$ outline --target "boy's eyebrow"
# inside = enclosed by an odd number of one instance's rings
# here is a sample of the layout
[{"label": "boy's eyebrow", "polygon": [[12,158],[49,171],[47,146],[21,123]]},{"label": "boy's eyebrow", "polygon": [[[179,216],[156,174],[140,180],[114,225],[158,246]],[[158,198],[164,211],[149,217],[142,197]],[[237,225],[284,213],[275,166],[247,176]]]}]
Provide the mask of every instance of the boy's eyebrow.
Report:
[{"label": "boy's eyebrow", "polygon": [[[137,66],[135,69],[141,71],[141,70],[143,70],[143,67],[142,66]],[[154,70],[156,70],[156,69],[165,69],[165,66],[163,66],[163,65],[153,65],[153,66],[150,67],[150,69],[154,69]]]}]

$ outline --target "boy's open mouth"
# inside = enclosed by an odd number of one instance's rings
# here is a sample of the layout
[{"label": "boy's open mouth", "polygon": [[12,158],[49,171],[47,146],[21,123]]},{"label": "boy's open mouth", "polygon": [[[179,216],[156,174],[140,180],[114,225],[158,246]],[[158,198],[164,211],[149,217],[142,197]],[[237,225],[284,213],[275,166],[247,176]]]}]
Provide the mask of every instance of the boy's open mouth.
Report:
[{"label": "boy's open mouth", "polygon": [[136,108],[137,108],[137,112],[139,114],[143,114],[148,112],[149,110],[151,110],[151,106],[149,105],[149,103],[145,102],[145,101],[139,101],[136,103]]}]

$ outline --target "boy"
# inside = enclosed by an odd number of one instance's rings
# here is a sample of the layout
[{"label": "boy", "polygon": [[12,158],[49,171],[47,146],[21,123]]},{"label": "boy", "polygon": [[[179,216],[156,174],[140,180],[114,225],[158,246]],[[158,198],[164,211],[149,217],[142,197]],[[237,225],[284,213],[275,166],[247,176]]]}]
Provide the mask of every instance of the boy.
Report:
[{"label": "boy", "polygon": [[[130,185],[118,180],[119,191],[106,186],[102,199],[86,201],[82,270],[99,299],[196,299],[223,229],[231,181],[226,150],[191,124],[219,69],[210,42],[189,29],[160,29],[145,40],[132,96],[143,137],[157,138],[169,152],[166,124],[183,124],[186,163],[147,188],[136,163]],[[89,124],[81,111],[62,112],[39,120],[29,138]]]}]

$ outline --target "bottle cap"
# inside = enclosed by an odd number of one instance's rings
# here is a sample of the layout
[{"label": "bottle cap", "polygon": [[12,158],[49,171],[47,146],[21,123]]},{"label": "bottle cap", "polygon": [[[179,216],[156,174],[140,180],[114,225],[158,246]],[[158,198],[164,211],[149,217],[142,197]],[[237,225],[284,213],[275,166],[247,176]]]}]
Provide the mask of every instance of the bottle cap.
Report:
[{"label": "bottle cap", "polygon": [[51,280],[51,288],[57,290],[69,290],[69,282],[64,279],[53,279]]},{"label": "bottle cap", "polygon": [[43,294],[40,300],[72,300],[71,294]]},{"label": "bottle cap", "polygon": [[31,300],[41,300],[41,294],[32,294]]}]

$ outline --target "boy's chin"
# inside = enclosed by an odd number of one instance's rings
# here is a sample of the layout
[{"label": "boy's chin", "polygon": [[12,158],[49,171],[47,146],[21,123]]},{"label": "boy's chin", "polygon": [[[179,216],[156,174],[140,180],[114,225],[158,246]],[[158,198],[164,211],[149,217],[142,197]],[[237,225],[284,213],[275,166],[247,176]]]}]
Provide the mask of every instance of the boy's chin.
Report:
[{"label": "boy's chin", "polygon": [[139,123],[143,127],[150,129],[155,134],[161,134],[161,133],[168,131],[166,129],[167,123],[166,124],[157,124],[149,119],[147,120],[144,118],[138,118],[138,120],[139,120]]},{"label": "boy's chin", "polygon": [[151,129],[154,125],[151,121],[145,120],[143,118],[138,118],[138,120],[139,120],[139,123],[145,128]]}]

++++++++

* **TASK DETAILS**:
Repeat every line of the data, exactly and in full.

* **YOUR RESPONSE**:
$ outline --target "boy's eyebrow"
# inside = enclosed by an odd number of one instance's rings
# here is a sample of the layout
[{"label": "boy's eyebrow", "polygon": [[12,158],[49,171],[47,146],[21,123]]},{"label": "boy's eyebrow", "polygon": [[[179,216],[156,174],[140,180],[114,225],[158,246]],[[158,198],[164,211],[149,217],[142,197]],[[237,225],[284,213],[275,166],[247,176]]]}]
Provide the mask of every instance of the boy's eyebrow.
Report:
[{"label": "boy's eyebrow", "polygon": [[[137,66],[135,69],[141,71],[141,70],[143,70],[143,67],[142,66]],[[154,70],[156,70],[156,69],[165,69],[165,66],[163,66],[163,65],[153,65],[153,66],[150,67],[150,69],[154,69]]]}]

$ outline --target "boy's open mouth"
# inside = enclosed by an odd number of one instance's rings
# here is a sample of the layout
[{"label": "boy's open mouth", "polygon": [[12,158],[49,171],[47,146],[21,123]]},{"label": "boy's open mouth", "polygon": [[[179,216],[156,174],[140,180],[114,225],[158,246]],[[158,198],[164,211],[149,217],[142,197]],[[237,225],[284,213],[275,166],[247,176]]]}]
Provide the mask of every instance of the boy's open mouth.
Report:
[{"label": "boy's open mouth", "polygon": [[136,108],[137,108],[137,112],[139,114],[143,114],[148,112],[149,110],[151,110],[151,106],[149,105],[149,103],[145,102],[145,101],[139,101],[136,103]]}]

$ outline --target "boy"
# inside = enclosed by an odd number of one instance's rings
# here is a sample of the layout
[{"label": "boy", "polygon": [[12,158],[49,171],[47,146],[21,123]]},{"label": "boy", "polygon": [[[179,216],[156,174],[140,180],[114,225],[158,246]],[[158,198],[164,211],[149,217],[142,197]],[[237,225],[284,213],[275,166],[247,176]]]}]
Provide the mask of every instance of the boy.
Report:
[{"label": "boy", "polygon": [[[130,185],[118,180],[119,191],[106,186],[102,199],[86,201],[82,270],[99,299],[196,299],[223,229],[231,181],[226,150],[191,124],[219,69],[210,42],[189,29],[160,29],[145,40],[132,96],[143,137],[157,138],[169,152],[166,124],[183,124],[186,163],[147,188],[136,163]],[[89,124],[81,111],[62,112],[39,120],[29,138]]]}]

$ outline --target "bottle cap"
# inside = enclosed by an odd number of one instance's rings
# here is a sample of the layout
[{"label": "bottle cap", "polygon": [[12,158],[49,171],[47,146],[21,123]]},{"label": "bottle cap", "polygon": [[[179,216],[156,174],[140,180],[114,225],[158,246]],[[158,198],[164,211],[149,217],[142,197]],[[237,225],[284,213],[275,166],[247,176]]]}]
Provide the mask of every instance of the bottle cap.
Report:
[{"label": "bottle cap", "polygon": [[51,280],[51,288],[57,290],[69,290],[69,282],[64,279],[53,279]]},{"label": "bottle cap", "polygon": [[43,294],[40,300],[72,300],[71,294]]},{"label": "bottle cap", "polygon": [[31,300],[41,300],[41,294],[32,294]]}]

$ outline --target "boy's chin"
# inside = enclosed by an odd number of one instance's rings
# here is a sample of the layout
[{"label": "boy's chin", "polygon": [[12,158],[49,171],[47,146],[21,123]]},{"label": "boy's chin", "polygon": [[[179,216],[156,174],[140,180],[114,225],[158,246]],[[158,198],[164,211],[149,217],[142,197]],[[237,225],[284,213],[275,166],[247,176]]]}]
Provide the mask of every instance of the boy's chin.
Report:
[{"label": "boy's chin", "polygon": [[139,123],[143,127],[150,129],[155,134],[161,134],[161,133],[168,131],[166,129],[167,123],[166,124],[157,124],[149,119],[147,120],[144,118],[138,118],[138,120],[139,120]]},{"label": "boy's chin", "polygon": [[151,129],[154,125],[151,121],[145,120],[143,118],[138,118],[138,120],[139,120],[139,123],[145,128]]}]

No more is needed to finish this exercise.